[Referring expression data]
»»

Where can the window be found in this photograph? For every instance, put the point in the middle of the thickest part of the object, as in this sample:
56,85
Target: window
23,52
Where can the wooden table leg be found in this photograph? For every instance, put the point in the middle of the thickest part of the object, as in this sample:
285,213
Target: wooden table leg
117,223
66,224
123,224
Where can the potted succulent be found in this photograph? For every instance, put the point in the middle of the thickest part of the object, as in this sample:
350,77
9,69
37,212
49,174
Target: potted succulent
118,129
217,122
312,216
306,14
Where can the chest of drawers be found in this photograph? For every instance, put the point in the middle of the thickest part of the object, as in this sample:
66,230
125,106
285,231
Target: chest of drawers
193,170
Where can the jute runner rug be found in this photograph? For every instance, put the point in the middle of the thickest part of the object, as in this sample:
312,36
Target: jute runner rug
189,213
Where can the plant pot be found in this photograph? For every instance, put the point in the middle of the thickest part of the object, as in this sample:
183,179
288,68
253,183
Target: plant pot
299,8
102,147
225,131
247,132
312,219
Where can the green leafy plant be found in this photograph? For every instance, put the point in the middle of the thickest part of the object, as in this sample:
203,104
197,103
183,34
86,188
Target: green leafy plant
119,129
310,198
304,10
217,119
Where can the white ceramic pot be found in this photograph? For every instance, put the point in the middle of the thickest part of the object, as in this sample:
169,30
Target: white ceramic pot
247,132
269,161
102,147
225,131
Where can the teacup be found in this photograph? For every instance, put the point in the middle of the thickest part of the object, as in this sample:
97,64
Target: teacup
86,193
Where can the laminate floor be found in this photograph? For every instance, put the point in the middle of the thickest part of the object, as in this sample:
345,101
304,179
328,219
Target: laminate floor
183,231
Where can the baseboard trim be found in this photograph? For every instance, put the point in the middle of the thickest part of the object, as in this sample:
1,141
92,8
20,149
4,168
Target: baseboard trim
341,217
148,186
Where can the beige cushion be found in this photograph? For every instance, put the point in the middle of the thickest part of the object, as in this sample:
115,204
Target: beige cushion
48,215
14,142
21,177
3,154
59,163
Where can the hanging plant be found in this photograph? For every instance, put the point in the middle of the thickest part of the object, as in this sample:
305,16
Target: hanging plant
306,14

««

What is being asked
Copy the records above, keeping every word the same.

Task response
Where can the window be found in this photograph? For every instance, put the point in the middle of the thickest part of the object, as in this sample:
56,85
Target: window
23,52
Where can the wooden table leg be found in this photograph? For every instance, put the point in the middle of the thickest part of the object, as in this sample:
285,213
Target: wooden table leg
117,223
66,224
123,224
Where can the potted succulent be found in this photograph? For every instance, put the point in the middle of the thickest part of the object, as in this sample:
350,77
9,69
37,212
49,174
Target: potted succulent
118,129
217,122
312,216
306,14
Where can the chest of drawers be found in this photograph? For every instance, put the point in the middle of the thickest part of the object, as in this sample:
66,230
125,106
285,231
Target: chest of drawers
193,170
Where can the jute runner rug be found in this photograph? For every instance, put the point in the middle of the thickest part of the object, as in this sample:
312,36
Target: jute runner rug
189,213
Where can the plant pot be found in this photograph? For every instance, put the point in the middle of the thickest part of the object, as in this sample:
183,179
288,68
253,183
Target: plant pot
299,8
102,147
225,131
247,132
312,219
Where can the green leafy plant be found in this photograph? For every instance, put the point in the middle of the thickest part of the object, as in this sample:
203,104
197,103
183,34
86,188
Target: green leafy plant
119,129
310,198
304,10
217,119
Where can the white ceramic pot be found in this photograph? For every instance, put the point in the middle of the thickest part of the object, as in this sample:
169,30
Target: white ceramic pot
247,132
269,161
102,147
225,131
Where can the teacup be found in this photograph? For every instance, put the point in the middle of the thickest part of the object, as in this sample:
97,64
Target: teacup
86,193
Where can the laminate floor be found in this photograph? For every instance, put the point in the middle of the thickest part of the object, as in this sample:
345,101
304,179
328,219
Target: laminate floor
183,231
Where can the baseboard trim be found in this photograph? For every instance, put the point in the middle of the thickest part of the object, as in this sample:
1,141
92,8
20,149
4,168
Target: baseboard trim
341,217
148,186
Where can the beige cushion be found in this photograph? For every instance, put the point in the middle of the thickest part of the object, as in this sample:
115,204
Target: beige cushion
48,215
14,142
21,177
3,154
59,163
Where can the hanging plant be found in this photograph? For every instance, put the point in the middle of the thickest part of the object, as in this sample:
305,16
Target: hanging plant
306,14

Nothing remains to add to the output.